* _BRIEF_: The answer must consist of each line below that contains the word "person", copied in full.

* _DATA_:
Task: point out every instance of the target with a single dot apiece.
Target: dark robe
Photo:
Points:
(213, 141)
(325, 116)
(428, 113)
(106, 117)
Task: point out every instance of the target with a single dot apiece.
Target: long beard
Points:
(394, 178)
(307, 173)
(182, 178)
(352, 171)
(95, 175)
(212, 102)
---
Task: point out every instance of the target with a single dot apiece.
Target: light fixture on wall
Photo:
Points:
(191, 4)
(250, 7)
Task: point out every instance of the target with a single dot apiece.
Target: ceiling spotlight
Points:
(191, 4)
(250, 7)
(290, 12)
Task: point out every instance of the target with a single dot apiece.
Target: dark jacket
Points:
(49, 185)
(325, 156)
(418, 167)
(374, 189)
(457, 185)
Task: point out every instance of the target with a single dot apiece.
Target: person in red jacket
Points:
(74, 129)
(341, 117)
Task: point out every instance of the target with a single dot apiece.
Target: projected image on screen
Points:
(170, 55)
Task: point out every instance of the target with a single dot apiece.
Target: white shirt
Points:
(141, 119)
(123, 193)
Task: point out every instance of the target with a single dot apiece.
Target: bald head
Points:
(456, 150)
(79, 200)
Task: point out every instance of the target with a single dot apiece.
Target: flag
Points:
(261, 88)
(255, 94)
* * *
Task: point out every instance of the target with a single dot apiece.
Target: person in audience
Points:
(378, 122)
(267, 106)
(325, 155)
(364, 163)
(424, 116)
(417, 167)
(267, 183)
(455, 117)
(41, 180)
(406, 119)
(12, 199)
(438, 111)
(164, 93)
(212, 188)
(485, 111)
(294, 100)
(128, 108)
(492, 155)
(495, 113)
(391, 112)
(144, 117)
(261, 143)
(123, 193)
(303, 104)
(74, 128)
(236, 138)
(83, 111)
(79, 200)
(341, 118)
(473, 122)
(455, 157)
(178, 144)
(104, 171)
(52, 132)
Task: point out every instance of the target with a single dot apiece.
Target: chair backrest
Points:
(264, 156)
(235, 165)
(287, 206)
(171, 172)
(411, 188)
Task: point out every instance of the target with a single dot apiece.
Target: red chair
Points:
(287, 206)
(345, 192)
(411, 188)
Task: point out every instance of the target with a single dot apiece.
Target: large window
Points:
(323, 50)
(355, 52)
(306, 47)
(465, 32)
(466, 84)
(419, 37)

* _ANSWER AREA_:
Target: person in red jacket
Target: person in audience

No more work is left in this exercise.